• **Tugas Wajib**:
1: Tentukan apakah setiap pernyataan berikut sesuai dengan teks tentang pemerintahan VOC. Jawab ya atau tidak untuk masing-masing dan kutip kata-kata penentunya dari teks. (a) Hak dan kewajiban gubernur jenderal diatur oleh undang-undang khusus. (b) Dewan Heeren XVII berkedudukan di Amsterdam. (c) Kaum elit pribumi berstatus pegawai VOC dan digaji secara tetap.
2: Menurut teks tentang pemerintahan VOC, dari berapa anggota Raad van Indië pada prinsipnya tersusun?
3: Berdasarkan teks tentang pemerintahan VOC, jelaskan mengapa kekuasaan gubernur jenderal disamakan dengan kekuasaan seorang raja absolut.

• **Teks Halaman**:
★ ★ ★
Pemerintahan
VOC di Nusantara Pada
masa Vereenigde Oost Indische Compagnie (VOC), gubernur jenderal merupakan
penguasa tertinggi di Hindia. Ia mempunyai kekuasaan yang nyaris tak terbatas
seperti halnya seorang raja absolut karena tidak ada undang-undang yang khusus
mengatur hak-hak dan kewajibannya. Demikian pula dengan struktur
pemerintahannya di Asia, khususnya Hindia Timur juga tidak ditentukan. Salah
satu pasal yang penting dari oktroi VOC adalah hak monopolinya, sehingga dengan
haknya itu VOC merupakan satu-satunya badan dari Belanda yang boleh mengirimkan
kapal-kapal ke daerah sebelah timur Tanjung Harapan.
Dalam melaksanakan pemerintahannya,
gubernur jenderal didampingi oleh Raad van Indië (dalam prinsipnya terdiri atas
enam orang anggota dan dua anggota luar biasa, di mana gubernur jenderal
merangkap sebagai ketua). Laporan-laporan mengenai aktivitas VOC secara berkala
dikirimkan ke dewan Heeren XVII, yang merupakan pimpinan pusat VOC yang
berkedudukan di Amsterdam.
Dalam menangani wilayah kekuasaannya,
VOC lebih banyak melakukannya melalui pemerintahan tidak langsung. Hanya
daerah-daerah tertentu saja, seperti Batavia, yang diperintah secara langsung
oleh VOC. Dalam sistem seperti ini, kaum pribumi nyaris tidak terlibat dalam
struktur kepegawaian VOC. Meskipun kaum elit pribumi terlibat dalam
pemerintahan, tetapi status mereka bukan pegawai VOC dan tidak digaji secara
tetap oleh kongsi dagang tersebut. Para elit pribumi lebih banyak diperlakukan
sebagai mitra kerja demi kepentingan VOC.
★ ★ ★
(Entri data tersimpan)
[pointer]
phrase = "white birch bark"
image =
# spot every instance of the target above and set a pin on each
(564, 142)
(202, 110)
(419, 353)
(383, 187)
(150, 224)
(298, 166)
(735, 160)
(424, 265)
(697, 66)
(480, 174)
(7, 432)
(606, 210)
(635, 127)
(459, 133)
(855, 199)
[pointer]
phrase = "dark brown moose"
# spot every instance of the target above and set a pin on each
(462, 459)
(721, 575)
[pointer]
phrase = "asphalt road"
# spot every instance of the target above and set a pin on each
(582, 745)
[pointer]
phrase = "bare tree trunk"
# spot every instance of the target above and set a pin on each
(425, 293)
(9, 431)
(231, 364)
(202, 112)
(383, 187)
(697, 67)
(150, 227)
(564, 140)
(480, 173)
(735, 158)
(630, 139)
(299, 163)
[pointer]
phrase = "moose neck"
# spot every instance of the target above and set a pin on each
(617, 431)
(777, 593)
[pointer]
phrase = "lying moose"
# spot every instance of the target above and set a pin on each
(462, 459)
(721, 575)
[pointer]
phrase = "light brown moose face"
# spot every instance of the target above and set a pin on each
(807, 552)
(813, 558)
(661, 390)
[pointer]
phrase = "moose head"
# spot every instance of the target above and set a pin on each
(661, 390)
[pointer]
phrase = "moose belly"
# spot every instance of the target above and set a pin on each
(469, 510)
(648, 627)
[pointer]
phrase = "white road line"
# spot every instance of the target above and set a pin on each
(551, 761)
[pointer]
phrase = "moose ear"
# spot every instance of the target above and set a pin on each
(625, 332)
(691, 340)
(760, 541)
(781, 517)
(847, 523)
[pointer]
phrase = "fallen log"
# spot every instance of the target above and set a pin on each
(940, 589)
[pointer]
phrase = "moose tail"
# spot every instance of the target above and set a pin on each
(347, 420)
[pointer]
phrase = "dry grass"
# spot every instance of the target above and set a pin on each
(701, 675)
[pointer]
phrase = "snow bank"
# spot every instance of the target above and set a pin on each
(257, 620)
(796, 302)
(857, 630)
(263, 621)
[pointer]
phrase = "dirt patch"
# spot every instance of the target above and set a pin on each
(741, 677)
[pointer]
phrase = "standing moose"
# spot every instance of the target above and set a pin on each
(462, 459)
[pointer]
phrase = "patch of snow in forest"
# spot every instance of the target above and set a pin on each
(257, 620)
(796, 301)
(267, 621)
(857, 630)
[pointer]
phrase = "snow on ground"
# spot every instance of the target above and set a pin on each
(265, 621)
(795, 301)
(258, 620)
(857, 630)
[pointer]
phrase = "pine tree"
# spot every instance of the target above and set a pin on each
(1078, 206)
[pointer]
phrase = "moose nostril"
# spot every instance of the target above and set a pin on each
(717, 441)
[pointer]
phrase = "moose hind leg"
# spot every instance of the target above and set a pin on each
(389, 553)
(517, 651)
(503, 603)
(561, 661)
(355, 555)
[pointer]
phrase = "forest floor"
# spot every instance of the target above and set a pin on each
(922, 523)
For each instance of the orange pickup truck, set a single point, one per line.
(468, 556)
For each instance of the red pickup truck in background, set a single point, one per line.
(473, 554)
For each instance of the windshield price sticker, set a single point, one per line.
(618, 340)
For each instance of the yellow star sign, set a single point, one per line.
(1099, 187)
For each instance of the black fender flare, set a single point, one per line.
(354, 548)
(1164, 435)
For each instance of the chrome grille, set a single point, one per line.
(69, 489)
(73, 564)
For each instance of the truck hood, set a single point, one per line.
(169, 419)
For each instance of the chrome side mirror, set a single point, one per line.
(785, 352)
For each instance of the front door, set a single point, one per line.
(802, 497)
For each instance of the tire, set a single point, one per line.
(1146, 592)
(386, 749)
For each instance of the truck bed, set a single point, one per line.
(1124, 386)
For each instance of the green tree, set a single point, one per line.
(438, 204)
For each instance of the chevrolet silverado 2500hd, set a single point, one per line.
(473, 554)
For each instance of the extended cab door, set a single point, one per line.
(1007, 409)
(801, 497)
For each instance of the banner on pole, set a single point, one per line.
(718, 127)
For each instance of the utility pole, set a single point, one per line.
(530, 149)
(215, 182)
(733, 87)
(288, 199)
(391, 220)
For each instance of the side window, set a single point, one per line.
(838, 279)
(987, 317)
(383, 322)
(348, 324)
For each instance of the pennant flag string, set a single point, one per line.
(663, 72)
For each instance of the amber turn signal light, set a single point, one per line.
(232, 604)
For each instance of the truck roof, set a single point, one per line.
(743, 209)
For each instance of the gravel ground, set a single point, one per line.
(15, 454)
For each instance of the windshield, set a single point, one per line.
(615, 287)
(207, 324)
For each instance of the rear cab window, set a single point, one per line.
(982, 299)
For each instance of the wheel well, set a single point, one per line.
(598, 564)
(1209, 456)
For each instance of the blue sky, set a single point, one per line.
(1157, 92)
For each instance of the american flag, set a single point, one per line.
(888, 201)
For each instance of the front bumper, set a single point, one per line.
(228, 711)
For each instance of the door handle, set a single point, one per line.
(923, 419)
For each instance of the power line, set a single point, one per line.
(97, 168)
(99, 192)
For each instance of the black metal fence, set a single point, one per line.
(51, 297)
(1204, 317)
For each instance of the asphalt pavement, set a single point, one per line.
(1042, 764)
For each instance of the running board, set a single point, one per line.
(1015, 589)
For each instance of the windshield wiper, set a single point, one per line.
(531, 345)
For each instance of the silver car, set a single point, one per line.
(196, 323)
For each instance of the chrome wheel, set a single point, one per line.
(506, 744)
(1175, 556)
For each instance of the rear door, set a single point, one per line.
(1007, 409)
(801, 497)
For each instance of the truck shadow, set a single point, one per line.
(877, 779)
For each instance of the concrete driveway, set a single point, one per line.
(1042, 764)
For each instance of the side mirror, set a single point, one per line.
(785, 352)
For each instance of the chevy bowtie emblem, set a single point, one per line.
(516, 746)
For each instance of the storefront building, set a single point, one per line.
★ ★ ★
• **Hasil Tugas**:
1:
(a) Tidak: "tidak ada undang-undang yang khusus mengatur hak-hak dan kewajibannya".
(b) Ya: "pimpinan pusat VOC yang berkedudukan di Amsterdam".
(c) Tidak: "status mereka bukan pegawai VOC dan tidak digaji secara tetap oleh kongsi dagang tersebut".

2: Enam orang anggota dan dua anggota luar biasa, dengan gubernur jenderal merangkap sebagai ketua.

3: Kekuasaan gubernur jenderal nyaris tak terbatas karena tidak ada undang-undang yang khusus mengatur hak-hak dan kewajibannya.